Text segment ▸
● ● ●

“Dare to Fail” was a week-long course taught by a Peter Cook character, the football manager Alan Latchley – a man whose chief contribution to the beautiful game was to get his team to stand on each others’ shoulders, backs to the opposition, in an attempt to block the goalmouth.
Politics is supposed to inspire satire, not the other way round – but I think the government needs to take a leaf out of Alan Latchley’s book. Failure is inescapable in a complex world, and the more governments are in denial of that fact, the more they will cling to bad ideas.
Take a look at the private sector: most businesses fail eventually, and ten per cent of companies disappear every year. The most dynamic sectors, such as computing, see the baton handed over again and again, from Transitron to Intel, IBM to Microsoft to Google. Figuring out what consumers want, and the best way to give it to them, is a challenge that requires a great deal of trial and error. The economic growth of wealthy countries has emerged from this process of evolution, with more successful ideas growing from the ashes of disaster.

● ● ●

Natural-language object grounding data:
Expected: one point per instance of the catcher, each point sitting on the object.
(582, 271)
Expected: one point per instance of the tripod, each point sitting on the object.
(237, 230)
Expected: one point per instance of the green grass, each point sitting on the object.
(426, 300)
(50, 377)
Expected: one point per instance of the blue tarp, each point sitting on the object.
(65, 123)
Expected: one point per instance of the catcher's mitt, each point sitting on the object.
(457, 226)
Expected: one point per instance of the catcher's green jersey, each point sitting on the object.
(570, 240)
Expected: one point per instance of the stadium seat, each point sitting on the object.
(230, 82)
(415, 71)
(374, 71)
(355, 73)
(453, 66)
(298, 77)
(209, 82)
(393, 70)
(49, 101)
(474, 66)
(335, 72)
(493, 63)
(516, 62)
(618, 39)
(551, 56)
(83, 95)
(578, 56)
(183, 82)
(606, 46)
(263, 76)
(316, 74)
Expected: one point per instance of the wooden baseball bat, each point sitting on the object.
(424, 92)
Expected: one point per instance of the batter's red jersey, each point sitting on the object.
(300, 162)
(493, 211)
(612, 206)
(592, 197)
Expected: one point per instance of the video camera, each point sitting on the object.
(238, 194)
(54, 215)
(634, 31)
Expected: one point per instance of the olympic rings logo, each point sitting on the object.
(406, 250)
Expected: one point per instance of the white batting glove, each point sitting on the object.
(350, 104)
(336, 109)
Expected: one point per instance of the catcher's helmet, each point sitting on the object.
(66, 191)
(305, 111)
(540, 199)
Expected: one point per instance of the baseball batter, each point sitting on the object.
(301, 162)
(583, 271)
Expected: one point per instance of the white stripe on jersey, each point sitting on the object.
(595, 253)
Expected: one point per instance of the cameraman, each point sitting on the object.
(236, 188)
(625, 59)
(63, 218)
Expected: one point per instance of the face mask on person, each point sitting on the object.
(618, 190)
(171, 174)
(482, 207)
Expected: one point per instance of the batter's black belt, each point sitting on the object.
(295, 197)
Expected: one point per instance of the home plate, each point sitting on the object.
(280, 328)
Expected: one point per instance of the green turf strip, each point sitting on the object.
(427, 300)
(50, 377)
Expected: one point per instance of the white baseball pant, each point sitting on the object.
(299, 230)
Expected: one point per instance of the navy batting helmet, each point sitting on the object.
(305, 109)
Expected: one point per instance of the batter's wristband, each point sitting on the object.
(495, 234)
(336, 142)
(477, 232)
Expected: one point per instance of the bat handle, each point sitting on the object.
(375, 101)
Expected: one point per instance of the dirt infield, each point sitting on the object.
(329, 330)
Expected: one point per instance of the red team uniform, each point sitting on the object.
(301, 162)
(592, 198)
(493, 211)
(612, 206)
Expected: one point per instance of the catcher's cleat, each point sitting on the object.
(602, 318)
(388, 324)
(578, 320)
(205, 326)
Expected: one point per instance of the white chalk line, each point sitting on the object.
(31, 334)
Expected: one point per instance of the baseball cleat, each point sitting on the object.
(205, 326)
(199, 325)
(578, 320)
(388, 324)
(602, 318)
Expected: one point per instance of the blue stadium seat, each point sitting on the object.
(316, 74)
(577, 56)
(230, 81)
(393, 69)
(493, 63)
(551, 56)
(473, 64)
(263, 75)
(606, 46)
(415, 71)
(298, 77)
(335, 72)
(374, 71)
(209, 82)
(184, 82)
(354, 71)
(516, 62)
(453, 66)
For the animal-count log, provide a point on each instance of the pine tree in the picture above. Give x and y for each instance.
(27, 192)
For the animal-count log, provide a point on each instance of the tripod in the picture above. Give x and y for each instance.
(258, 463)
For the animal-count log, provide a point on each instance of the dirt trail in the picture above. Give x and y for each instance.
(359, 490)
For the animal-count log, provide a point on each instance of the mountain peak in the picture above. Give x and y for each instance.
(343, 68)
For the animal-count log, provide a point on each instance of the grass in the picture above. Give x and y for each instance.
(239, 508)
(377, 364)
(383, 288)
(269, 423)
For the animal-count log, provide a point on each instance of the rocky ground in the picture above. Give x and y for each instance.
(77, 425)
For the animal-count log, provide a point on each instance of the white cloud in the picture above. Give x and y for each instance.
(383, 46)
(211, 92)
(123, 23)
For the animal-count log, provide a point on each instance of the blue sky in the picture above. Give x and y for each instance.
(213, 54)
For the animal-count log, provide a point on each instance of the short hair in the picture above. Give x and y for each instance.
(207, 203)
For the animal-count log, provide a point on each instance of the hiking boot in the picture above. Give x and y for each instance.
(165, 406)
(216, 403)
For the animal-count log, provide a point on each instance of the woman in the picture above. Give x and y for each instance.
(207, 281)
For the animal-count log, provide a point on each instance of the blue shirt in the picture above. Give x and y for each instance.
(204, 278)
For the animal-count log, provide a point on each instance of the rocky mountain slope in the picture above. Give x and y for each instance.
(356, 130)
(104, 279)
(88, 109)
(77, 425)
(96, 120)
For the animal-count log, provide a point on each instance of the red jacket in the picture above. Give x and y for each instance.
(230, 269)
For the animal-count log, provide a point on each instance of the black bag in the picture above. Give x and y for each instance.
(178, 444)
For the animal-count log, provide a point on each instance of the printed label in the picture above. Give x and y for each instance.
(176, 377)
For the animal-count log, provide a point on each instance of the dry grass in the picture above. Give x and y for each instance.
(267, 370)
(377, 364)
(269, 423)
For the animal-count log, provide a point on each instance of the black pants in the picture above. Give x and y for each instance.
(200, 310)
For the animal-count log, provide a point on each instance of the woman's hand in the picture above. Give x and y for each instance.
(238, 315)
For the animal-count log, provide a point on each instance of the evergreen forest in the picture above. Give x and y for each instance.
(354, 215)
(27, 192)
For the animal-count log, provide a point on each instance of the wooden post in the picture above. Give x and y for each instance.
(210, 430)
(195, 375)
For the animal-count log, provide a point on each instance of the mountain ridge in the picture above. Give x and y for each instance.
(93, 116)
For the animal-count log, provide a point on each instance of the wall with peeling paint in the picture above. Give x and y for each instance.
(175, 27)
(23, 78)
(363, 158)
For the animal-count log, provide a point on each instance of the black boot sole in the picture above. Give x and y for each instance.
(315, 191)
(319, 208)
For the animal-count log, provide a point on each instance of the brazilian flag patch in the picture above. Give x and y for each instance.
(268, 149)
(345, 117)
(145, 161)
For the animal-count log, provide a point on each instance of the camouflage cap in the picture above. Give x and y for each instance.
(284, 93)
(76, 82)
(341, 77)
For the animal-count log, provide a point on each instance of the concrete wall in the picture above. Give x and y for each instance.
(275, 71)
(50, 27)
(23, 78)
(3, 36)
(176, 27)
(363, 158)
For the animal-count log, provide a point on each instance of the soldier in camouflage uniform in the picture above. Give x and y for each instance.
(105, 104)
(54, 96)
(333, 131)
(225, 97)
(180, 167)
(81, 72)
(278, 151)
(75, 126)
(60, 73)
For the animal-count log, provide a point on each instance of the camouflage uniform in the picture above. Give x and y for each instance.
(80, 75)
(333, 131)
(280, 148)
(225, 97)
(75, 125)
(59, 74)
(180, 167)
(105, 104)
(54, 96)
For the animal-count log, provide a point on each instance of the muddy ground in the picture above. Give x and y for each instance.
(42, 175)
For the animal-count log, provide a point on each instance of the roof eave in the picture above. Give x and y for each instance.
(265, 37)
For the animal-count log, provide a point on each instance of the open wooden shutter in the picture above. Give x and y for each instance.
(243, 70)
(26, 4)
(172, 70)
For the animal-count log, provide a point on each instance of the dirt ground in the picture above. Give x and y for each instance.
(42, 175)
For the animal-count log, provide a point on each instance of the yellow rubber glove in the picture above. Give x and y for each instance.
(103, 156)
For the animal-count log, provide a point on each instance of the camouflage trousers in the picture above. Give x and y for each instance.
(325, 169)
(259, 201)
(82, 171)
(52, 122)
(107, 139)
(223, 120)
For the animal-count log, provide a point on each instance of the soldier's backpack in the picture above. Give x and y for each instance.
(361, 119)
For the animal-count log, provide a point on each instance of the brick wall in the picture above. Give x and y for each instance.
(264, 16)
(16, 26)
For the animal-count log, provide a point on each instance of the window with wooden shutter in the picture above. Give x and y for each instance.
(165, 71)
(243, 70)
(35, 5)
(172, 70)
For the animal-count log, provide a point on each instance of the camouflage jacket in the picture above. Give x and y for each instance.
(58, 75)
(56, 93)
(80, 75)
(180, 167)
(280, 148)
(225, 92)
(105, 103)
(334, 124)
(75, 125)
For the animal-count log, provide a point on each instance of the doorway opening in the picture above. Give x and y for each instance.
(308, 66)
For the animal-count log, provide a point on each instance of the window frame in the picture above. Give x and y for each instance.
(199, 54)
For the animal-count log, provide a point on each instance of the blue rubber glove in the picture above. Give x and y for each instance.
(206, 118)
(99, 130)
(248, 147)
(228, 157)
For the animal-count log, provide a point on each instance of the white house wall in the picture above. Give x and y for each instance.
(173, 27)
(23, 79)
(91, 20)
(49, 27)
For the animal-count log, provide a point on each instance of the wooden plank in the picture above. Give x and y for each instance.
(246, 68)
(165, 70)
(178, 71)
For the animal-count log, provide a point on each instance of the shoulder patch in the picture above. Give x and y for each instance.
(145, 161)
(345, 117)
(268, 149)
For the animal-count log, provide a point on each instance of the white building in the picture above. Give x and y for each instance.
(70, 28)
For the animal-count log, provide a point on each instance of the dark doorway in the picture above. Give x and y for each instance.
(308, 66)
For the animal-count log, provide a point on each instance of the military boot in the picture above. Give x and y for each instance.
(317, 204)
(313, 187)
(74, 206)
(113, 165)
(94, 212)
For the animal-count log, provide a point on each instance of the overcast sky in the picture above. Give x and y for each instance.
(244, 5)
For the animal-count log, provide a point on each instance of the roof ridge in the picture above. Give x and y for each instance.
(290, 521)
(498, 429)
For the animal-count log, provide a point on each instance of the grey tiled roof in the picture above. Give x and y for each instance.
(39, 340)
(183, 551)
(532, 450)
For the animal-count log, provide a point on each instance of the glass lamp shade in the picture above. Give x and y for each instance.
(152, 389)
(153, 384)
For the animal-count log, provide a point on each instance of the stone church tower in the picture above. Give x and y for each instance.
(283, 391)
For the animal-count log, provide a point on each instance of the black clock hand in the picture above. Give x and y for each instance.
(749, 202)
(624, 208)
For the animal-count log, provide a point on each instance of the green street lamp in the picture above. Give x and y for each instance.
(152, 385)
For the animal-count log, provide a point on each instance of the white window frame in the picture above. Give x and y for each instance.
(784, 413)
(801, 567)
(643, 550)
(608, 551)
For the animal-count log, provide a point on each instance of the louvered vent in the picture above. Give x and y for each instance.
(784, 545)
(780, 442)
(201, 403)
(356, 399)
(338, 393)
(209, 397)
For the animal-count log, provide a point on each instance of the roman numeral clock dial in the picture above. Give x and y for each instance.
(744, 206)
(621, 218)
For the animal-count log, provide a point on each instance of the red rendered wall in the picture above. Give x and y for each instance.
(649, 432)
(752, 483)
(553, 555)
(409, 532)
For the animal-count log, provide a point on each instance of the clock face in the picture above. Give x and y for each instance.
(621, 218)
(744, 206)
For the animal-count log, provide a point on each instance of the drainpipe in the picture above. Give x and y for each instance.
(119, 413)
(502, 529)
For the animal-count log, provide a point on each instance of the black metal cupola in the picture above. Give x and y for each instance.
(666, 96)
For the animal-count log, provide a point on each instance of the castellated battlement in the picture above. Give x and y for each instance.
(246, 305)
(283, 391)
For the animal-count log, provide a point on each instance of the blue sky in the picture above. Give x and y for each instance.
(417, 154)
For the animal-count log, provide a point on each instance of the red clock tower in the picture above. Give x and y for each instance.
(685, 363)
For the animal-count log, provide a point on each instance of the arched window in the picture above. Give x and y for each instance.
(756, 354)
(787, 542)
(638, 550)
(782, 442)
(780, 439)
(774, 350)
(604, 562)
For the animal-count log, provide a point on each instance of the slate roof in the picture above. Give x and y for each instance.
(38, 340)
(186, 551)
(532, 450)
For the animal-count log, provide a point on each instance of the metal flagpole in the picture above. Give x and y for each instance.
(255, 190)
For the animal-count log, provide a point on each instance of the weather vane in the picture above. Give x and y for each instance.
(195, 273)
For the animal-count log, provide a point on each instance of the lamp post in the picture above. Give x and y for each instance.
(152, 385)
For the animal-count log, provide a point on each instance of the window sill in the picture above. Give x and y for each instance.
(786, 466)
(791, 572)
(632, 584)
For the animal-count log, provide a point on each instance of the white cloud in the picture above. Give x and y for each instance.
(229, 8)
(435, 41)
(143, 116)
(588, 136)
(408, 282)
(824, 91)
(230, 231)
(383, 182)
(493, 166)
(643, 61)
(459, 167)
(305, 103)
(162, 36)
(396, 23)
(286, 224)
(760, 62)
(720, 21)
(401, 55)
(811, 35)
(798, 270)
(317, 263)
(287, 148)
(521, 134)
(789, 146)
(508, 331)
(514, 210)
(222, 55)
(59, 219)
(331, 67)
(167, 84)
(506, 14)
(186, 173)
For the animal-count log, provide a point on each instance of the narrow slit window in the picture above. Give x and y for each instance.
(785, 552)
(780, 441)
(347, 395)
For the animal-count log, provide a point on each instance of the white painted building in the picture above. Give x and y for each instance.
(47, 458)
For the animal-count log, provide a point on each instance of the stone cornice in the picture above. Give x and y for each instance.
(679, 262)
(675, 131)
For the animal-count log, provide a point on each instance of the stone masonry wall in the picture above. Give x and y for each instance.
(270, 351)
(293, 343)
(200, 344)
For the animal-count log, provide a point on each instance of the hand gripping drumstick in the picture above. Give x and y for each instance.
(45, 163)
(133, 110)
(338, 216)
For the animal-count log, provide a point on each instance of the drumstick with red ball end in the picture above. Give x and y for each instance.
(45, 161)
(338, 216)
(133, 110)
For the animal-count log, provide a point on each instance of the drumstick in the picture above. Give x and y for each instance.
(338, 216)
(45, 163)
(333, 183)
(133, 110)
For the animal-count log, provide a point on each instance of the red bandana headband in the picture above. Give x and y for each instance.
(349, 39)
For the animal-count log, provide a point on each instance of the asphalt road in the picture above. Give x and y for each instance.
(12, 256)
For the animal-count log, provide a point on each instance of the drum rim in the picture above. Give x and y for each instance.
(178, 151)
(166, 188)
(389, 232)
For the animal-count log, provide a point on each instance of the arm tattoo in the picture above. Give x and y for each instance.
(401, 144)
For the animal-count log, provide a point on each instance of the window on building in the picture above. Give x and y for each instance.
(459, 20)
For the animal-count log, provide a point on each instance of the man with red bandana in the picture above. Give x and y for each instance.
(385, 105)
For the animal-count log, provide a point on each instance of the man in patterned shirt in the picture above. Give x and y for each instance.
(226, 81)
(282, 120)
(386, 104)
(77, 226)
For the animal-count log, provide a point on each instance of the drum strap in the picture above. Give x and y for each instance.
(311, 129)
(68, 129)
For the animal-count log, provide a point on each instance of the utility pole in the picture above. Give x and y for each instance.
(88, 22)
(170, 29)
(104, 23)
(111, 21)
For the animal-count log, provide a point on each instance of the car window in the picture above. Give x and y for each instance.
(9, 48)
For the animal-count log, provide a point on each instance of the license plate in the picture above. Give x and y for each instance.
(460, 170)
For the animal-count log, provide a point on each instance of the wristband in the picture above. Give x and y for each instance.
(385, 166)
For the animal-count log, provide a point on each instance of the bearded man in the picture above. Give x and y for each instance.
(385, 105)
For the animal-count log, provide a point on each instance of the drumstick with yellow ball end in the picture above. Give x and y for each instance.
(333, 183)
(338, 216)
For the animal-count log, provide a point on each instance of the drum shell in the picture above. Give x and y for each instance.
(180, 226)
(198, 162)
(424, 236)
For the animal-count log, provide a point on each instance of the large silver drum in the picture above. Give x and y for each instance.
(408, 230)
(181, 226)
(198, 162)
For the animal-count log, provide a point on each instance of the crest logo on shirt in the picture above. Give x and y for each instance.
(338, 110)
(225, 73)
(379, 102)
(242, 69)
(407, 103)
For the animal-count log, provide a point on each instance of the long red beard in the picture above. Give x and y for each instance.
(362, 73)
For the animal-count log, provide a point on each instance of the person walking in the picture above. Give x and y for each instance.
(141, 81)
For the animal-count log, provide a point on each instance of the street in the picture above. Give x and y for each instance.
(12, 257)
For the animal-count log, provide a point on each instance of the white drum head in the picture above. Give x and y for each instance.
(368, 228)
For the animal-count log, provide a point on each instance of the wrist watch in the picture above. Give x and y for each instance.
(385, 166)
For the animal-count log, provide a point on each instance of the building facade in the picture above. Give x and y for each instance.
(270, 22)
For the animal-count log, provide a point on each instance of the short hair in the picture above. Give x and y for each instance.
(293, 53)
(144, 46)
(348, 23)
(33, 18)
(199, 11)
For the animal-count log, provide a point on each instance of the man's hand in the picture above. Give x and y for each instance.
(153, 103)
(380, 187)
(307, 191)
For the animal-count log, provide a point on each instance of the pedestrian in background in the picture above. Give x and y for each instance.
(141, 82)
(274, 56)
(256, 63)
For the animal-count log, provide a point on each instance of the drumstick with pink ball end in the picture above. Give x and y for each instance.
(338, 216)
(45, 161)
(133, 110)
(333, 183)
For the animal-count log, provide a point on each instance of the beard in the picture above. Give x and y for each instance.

● ● ●

Task list ▸
**A)** According to the text on failure, why should the government take a leaf out of Alan Latchley's book?
**B)** In the text on failure, what proportion of companies disappear every year?
**C)** Go on with the text on failure from its last sentence.
The entries are separate material with no connection to the text on failure.

Answer list ▸
**A)** Failure is inescapable in a complex world, and the more governments deny that fact, the more they will cling to bad ideas.

**B)** Ten per cent.

**C)**
In principle, why shouldn’t ten per cent of government policies also disappear as “failures” every year, to be replaced by something better? Whether it’s a drive to reduce hospital infections or to persuade people to recycle, a new literacy scheme in the classroom or a new regime for rehabilitating offenders, most policies can be rigorously evaluated, copied if they work and culled if they don’t. If private-sector performance is anything to go by, about half of all such policies are likely to be duds. And that’s just fine – as long as the duds aren’t allowed to live forever.
The obstacle is politics: if failure is so common, no sensible politician really wants to take such pains to discover it. Alan Latchley claimed that the other side of failure was success. Quite by accident, he was right. Good policies will often be right by accident, too.